§ EXERCISE PROMPT
Would you write out the entries below, every one of them, exactly?

(Point-per-instance localization data)
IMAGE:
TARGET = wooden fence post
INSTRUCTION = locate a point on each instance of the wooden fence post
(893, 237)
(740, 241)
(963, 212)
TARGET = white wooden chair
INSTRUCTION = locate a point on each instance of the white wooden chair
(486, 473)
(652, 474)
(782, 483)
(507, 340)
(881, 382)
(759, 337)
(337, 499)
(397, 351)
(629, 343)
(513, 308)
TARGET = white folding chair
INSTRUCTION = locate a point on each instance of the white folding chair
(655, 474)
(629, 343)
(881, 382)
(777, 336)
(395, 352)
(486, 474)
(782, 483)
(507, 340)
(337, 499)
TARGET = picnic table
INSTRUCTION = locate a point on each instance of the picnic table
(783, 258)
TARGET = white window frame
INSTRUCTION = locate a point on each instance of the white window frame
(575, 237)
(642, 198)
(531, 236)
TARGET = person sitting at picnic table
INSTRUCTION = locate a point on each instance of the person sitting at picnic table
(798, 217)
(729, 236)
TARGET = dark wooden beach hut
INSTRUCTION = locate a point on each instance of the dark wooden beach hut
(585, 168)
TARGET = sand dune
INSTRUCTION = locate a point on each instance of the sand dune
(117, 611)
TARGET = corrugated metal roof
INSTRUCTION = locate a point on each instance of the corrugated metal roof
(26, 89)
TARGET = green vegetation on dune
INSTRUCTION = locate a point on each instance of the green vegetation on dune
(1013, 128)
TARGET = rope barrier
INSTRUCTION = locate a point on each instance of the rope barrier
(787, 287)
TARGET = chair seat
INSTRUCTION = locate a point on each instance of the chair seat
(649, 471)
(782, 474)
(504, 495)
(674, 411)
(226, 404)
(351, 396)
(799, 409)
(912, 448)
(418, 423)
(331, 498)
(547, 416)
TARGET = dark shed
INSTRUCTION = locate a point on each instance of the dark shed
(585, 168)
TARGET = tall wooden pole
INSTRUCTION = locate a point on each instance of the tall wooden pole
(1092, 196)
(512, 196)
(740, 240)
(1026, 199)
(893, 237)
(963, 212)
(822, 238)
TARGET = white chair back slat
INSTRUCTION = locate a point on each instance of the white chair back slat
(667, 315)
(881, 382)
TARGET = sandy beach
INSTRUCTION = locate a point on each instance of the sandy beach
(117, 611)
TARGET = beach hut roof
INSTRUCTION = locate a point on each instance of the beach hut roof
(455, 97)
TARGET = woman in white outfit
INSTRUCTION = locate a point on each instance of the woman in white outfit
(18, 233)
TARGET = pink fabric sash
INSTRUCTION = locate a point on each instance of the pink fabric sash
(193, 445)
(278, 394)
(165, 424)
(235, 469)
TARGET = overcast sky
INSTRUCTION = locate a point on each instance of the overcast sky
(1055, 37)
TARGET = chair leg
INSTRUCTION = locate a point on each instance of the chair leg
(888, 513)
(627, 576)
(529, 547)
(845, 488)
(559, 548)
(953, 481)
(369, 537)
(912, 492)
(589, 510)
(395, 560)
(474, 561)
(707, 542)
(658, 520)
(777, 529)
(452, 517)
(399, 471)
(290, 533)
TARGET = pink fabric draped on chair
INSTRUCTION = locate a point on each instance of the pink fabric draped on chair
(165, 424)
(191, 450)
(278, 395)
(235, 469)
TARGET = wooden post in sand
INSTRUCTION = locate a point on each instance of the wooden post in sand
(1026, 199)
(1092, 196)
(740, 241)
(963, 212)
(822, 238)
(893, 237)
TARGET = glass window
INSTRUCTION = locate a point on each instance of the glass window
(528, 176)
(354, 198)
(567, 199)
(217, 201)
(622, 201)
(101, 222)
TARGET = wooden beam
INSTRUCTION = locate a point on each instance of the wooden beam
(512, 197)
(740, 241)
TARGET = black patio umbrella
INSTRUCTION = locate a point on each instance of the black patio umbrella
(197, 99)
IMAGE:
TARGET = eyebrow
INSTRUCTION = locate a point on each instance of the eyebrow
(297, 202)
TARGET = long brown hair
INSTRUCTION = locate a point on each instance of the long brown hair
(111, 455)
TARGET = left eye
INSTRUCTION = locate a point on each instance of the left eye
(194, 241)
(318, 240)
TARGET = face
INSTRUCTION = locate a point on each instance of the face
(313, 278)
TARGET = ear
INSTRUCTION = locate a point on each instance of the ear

§ COMPLETED EXERCISE
IMAGE:
TARGET = wooden fence post
INSTRUCTION = locate a point on each instance of the wooden fence post
(893, 237)
(740, 241)
(963, 212)
TARGET = white wooden chair
INSTRUCTION = locate a point on each instance of the white wooden chair
(486, 473)
(652, 474)
(782, 483)
(507, 340)
(881, 382)
(759, 337)
(337, 499)
(397, 351)
(629, 343)
(513, 308)
TARGET = white folding chair
INSTRUCTION = locate a point on each instance of the white folding chair
(655, 474)
(629, 343)
(881, 382)
(777, 336)
(395, 352)
(486, 474)
(782, 483)
(507, 340)
(337, 499)
TARGET = picnic table
INSTRUCTION = locate a point on each instance of the picnic table
(783, 258)
TARGET = white window frame
INSTRUCTION = locate a point on each instance of the white window frame
(575, 237)
(642, 198)
(531, 236)
TARGET = person sitting at picnic table
INSTRUCTION = locate a point on each instance of the person sitting at picnic table
(798, 217)
(729, 236)
TARGET = dark wooden beach hut
INSTRUCTION = locate a point on each instance of the dark wooden beach hut
(585, 168)
TARGET = sand dune
INSTRUCTION = locate a point on each instance of the sand dune
(117, 611)
TARGET = corrugated metal roof
INSTRUCTION = locate a point on each instance of the corrugated metal roof
(26, 89)
TARGET = green vegetation on dune
INSTRUCTION = locate a point on each instance of the green vegetation on dune
(1013, 128)
TARGET = rope barrier
INSTRUCTION = locate a point on each instance of the rope barrier
(787, 287)
TARGET = chair seat
INSTRUCTION = locate a point on each instance of the chair seat
(649, 471)
(782, 474)
(504, 495)
(674, 411)
(226, 404)
(351, 396)
(799, 409)
(912, 448)
(418, 423)
(331, 498)
(547, 416)
TARGET = dark shed
INSTRUCTION = locate a point on each instance of the dark shed
(585, 168)
TARGET = tall wooden pole
INSTRUCTION = locate a point on each instance of the tall wooden pole
(1092, 196)
(512, 196)
(740, 240)
(1026, 199)
(893, 237)
(963, 212)
(822, 238)
TARGET = white chair back slat
INSTRUCTION = locate a point on each instance of the white chair back slat
(667, 315)
(881, 382)
TARGET = sandy beach
INSTRUCTION = locate a point on each instance of the sandy beach
(117, 611)
TARGET = beach hut roof
INSTRUCTION = locate a point on each instance of the beach hut roof
(455, 97)
TARGET = woman in white outfit
INSTRUCTION = locate a point on each instance of the woman in white outfit
(18, 233)
TARGET = pink fabric sash
INSTRUCTION = locate a point on each instance of the pink fabric sash
(193, 445)
(278, 394)
(165, 424)
(235, 469)
TARGET = overcast sky
INSTRUCTION = locate a point on each instance of the overcast sky
(1055, 37)
TARGET = chair leg
INSTRUCTION = locate a point on each instance of the chair leg
(888, 513)
(627, 576)
(529, 547)
(845, 488)
(559, 548)
(953, 481)
(369, 537)
(912, 492)
(589, 510)
(395, 560)
(474, 561)
(707, 542)
(658, 520)
(777, 529)
(452, 517)
(399, 471)
(290, 533)
TARGET = pink fabric draped on chair
INSTRUCTION = locate a point on each instance of the pink fabric draped on chair
(165, 424)
(191, 450)
(278, 395)
(235, 469)
TARGET = wooden post in sand
INSTRUCTION = locate a point on each instance of the wooden post in sand
(1026, 199)
(1092, 196)
(740, 241)
(963, 212)
(822, 238)
(893, 237)
TARGET = glass window
INSTRUCTION = locate a point on each instance of the glass window
(528, 176)
(354, 198)
(567, 199)
(217, 201)
(622, 201)
(101, 222)
TARGET = wooden beam
INSTRUCTION = locate a point on each instance of the wooden beam
(512, 197)
(740, 241)
TARGET = black patio umbrella
INSTRUCTION = locate a point on each instance of the black patio umbrella
(197, 99)
IMAGE:
TARGET = eyebrow
INSTRUCTION = locate a point on each instance of the eyebrow
(297, 202)
TARGET = long brown hair
INSTRUCTION = locate a point on each instance of the long brown hair
(111, 455)
TARGET = left eye
INSTRUCTION = locate a point on each instance of the left eye
(194, 241)
(318, 240)
TARGET = face
INSTRUCTION = locate a point on each instance of the face
(313, 278)
TARGET = ear
INSTRUCTION = locate a point on each instance of the ear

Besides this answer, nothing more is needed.